QUESTIONS TO ANSWER ▸
(1) List every section heading that appears after the title in the article below on the Pound to Australian Dollar exchange rate.
(2) According to the article below on the Pound to Australian Dollar exchange rate, why is particular focus expected to fall on the UK services PMI?

SELECTED EXTRACT ▸

::::

Drop in UK Business Optimism Unable to Dent Pound Australian Dollar Exchange Rate
A sharper-than-expected drop in the CBI business optimism index was not enough to keep the Pound to Australian Dollar (GBP/AUD) exchange rate from trending higher.
Although the index plunged from 0 to -22 for the first quarter, offering fresh evidence of the negative impact of the latest lockdown, this failed to weigh on Pound Sterling (GBP).
While the odds of a negative first quarter gross domestic product still appear on the rise the Pound instead took encouragement from the prospect of greater US fiscal stimulus measures in the pipeline.
With the global economic outlook appearing to improve GBP exchange rates found fresh traction, even as domestic data signals proved less encouraging in nature.
Improved Unemployment Rate Fails to Shore up AUD Exchange Rates
On the other hand, the Australian Dollar (AUD) struggled to find support even as December’s Australian unemployment rate proved better than forecast.
Even though the headline unemployment rate dipped from 6.8% to 6.6% on the month this failed to encourage any particular confidence among investors.
As unemployment still remains elevated by historic standards worries over the outlook of the Australian labour market lingered, especially as the pace of job creation appeared to slow.
While markets maintained a risk-positive outlook in the wake of Joe Biden’s inauguration as US president this was not enough to insulate the Australian Dollar, leaving the GBP/AUD exchange rate to trend higher.
Australian Dollar Vulnerable to Retail Sales Contraction
The mood towards the Australian Dollar could sour further overnight if the latest retail sales figures weaken as anticipated.
With sales expected to show a -2.5% monthly contraction in December, pointing towards a continued Covid-19 impact, AUD exchange rates look vulnerable to another bout of selling pressure.
Evidence that consumers took a more cautious outlook in the final month of 2020 could give investors fresh incentive to sell out of the antipodean currency.
On the other hand, signs of resilience in January’s manufacturing and services PMIs may help to limit the risk of further Australian Dollar losses in the near term.
Negative UK Services PMI Forecast to Weigh on Pound Demand
Worries over the health of the UK economy may pick up once again on Friday, meanwhile, with the release of the latest UK PMIs.
Particular focus looks set to fall on the services PMI, given that the sector remains the primary growth engine of the economy.
If the PMI remains trapped in contraction territory, weakening from 49.4 to 45 as forecast, this would raise the risk of a negative first quarter growth rate.
As long as signs continue to point towards the UK economy shedding further momentum in the first few months of the year this could limit the potential for any further GBP/AUD exchange rate gains.

::::

EXTRACTED INFORMATION ▸
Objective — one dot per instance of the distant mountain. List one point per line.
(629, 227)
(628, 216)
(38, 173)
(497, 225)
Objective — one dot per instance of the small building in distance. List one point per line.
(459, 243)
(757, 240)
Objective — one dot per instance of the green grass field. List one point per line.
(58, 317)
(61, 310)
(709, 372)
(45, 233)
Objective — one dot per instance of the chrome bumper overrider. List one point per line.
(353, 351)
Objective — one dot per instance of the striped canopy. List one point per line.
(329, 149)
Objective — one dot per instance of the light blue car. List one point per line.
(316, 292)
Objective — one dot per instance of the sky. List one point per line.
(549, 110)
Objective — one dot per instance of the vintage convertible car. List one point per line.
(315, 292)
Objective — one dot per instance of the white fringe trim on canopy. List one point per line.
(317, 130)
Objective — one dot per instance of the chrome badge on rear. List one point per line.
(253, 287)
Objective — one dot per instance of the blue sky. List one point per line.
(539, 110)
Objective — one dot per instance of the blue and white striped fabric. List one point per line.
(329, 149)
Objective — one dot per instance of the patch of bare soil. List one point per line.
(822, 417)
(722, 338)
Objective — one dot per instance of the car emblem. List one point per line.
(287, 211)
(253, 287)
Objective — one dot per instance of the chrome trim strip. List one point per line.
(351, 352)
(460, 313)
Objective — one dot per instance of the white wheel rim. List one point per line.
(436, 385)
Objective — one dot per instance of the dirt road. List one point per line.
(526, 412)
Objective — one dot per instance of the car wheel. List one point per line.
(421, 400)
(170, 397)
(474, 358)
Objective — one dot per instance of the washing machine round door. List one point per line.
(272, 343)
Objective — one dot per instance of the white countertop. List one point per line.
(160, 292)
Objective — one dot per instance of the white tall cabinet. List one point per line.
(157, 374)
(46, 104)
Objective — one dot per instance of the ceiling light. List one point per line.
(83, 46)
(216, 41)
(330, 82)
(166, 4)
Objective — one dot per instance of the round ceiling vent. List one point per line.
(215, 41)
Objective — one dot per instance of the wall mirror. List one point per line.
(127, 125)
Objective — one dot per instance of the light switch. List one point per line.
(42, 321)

::::

RESULTS FOR EACH TASK ▸
(1)
- Improved Unemployment Rate Fails to Shore up AUD Exchange Rates
- Australian Dollar Vulnerable to Retail Sales Contraction
- Negative UK Services PMI Forecast to Weigh on Pound Demand

(2) Particular focus is expected to fall on the services PMI because the services sector remains the primary growth engine of the UK economy.